### SET PROBLEM
Output all of the data below as a two-column CSV with the header columns "prompt" and "points" and one row per request. Put each request's text and its answer in their own quoted fields, replace any line breaks with spaces, and omit the pictures.

Pointing data for named objects
►
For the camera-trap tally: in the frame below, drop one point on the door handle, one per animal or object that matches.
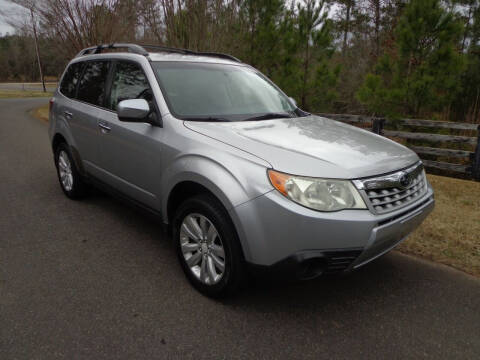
(105, 128)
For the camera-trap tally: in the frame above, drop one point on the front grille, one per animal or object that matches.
(339, 261)
(387, 193)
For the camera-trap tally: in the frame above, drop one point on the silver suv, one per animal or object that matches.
(244, 179)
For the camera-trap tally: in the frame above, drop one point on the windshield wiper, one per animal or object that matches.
(269, 116)
(208, 118)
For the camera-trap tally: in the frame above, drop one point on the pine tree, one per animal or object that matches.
(424, 70)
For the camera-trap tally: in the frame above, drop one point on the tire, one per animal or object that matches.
(197, 252)
(69, 177)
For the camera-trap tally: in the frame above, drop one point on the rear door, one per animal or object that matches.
(84, 110)
(130, 153)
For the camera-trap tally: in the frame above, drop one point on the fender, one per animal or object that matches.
(228, 184)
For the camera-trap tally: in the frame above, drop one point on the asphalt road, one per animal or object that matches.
(96, 279)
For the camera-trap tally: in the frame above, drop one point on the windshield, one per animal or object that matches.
(219, 92)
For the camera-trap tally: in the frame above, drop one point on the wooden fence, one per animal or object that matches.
(472, 166)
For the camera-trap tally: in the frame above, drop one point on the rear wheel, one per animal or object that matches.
(208, 247)
(70, 179)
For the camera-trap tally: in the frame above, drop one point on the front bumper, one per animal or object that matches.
(277, 233)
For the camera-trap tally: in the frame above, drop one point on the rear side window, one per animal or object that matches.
(129, 82)
(70, 79)
(92, 85)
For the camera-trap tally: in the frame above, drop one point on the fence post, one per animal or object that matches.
(377, 125)
(476, 158)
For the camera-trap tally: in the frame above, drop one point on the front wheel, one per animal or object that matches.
(208, 247)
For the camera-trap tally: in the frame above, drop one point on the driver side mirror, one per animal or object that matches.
(133, 110)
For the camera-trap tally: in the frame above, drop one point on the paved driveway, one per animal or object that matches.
(96, 279)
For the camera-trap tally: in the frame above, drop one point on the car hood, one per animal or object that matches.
(312, 146)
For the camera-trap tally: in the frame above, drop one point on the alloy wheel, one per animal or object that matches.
(202, 248)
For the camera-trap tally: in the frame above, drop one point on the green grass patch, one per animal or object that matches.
(451, 234)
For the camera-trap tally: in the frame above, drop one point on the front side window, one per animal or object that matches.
(69, 82)
(224, 92)
(92, 85)
(129, 82)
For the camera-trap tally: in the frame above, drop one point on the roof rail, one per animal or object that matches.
(190, 52)
(140, 49)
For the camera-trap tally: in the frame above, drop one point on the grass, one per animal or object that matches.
(41, 112)
(451, 234)
(7, 94)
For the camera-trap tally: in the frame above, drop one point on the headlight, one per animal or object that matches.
(317, 194)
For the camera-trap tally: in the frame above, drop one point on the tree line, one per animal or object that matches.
(415, 58)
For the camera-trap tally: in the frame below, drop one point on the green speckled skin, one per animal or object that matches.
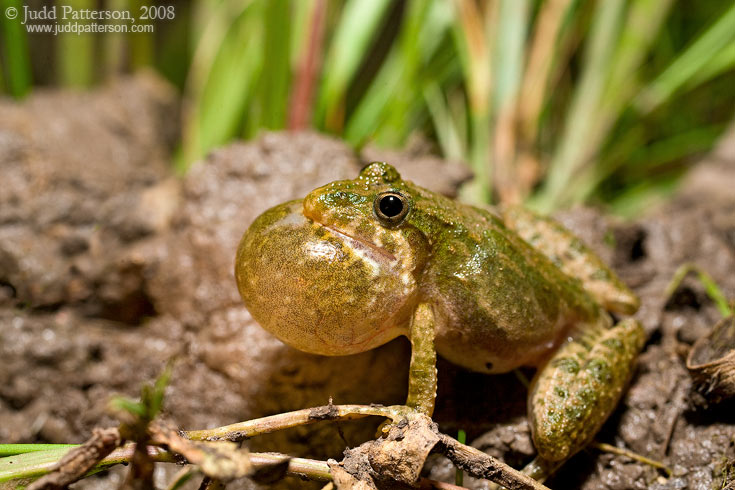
(327, 275)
◄
### RESPONSE BELOW
prompt,points
"For the camera-trap tally: in the frame below, drop one point on the door handle, one per animal or object that matches.","(105, 128)"
"For the camera-trap tally: in the frame above, drop one point on the front grille, one per animal or object that matches.","(339, 261) (387, 193)"
"For the camera-trap tally: in the frame above, drop one point on the silver suv, one per animal or object that matches.","(244, 179)"
"For the camera-trap tally: in the frame above, drop one point on the windshield wiper, one per animal or object that matches.","(269, 116) (208, 118)"
"For the camera-trap tally: in the frame above, drop one point on the pine tree, one per animal or object that matches.","(424, 70)"
"For the camera-trap tally: in the frame above, drop one point on the tire, one per animal or object that matches.","(197, 252) (69, 177)"
"For the camera-trap tally: in the frame above, drop one point on the rear door, one per animal or object that matches.","(84, 110) (130, 153)"
"For the camera-trap tally: in the frame above, drop one point on the fender, one per animal or object that matches.","(228, 184)"
"For the camera-trap tally: in the frame above, drop one point on the asphalt road, one per animal or object that matches.","(96, 279)"
"For the camera-trap tally: in the frame above, drop one point on the windshield, one per animal or object that matches.","(219, 92)"
"For the camera-trap tally: in the frame above, drop one point on the wooden fence, one per animal or object that matches.","(472, 166)"
"For the camera-trap tally: in the frame above, drop one point on the rear wheel, one per animal or object that matches.","(208, 247) (70, 179)"
"For the camera-trap tally: in the frame above, drop one point on the front bumper, one per animal or object that matches.","(277, 233)"
"For the camera-trap tally: in the frame above, drop one point on the rear side window, one per animal or object that matches.","(129, 82) (70, 79) (92, 85)"
"For the camera-trap tally: in the frame above, drop one point on the fence post, one per animal or object that matches.","(377, 125) (476, 158)"
"For the camera-trap tally: in the frame above, drop one point on the front wheel, one per animal or object that matches.","(208, 247)"
"For the camera-trap tally: in the frame above, drop one point on the driver side mirror, one per animal or object that matches.","(133, 110)"
"For the camera-trap tally: in the frame above, drop one point on the paved driveway, one per animal or object that matches.","(96, 279)"
"For the camera-trap tally: in the frame above, drop one point on the car hood, one per animal or object that matches.","(312, 146)"
"For the camera-trap tally: in the frame above, drop one point on the alloy wheel, one per animal or object that matches.","(202, 248)"
"For the camera-trap tally: in the frame above, drop one point on the green grass patch, one per animal or object that matches.","(451, 234)"
"For the camera-trap tally: in the frame above, drop one point on the front side window, one per animal or object that matches.","(69, 82) (224, 92) (92, 85) (129, 82)"
"For the camera-trap tally: in the frame above, drop one point on the roof rail, one per animal or object that matches.","(190, 52) (140, 49)"
"For the camera-trap tally: in the frame above, drop one point on the grass, one per animal or object that matches.","(41, 112) (451, 234) (7, 94)"
"For the camera-trap tally: in the frame above, drop one point on the headlight, one per animal or object that matches.","(317, 194)"
"For the camera-trap tally: in the frame above, drop one point on the tree line, one per animal or object that matches.","(415, 58)"
"For the camera-trap tally: in the frame below, drop one point on the green speckled skin, one per animal or object that matches.","(327, 275)"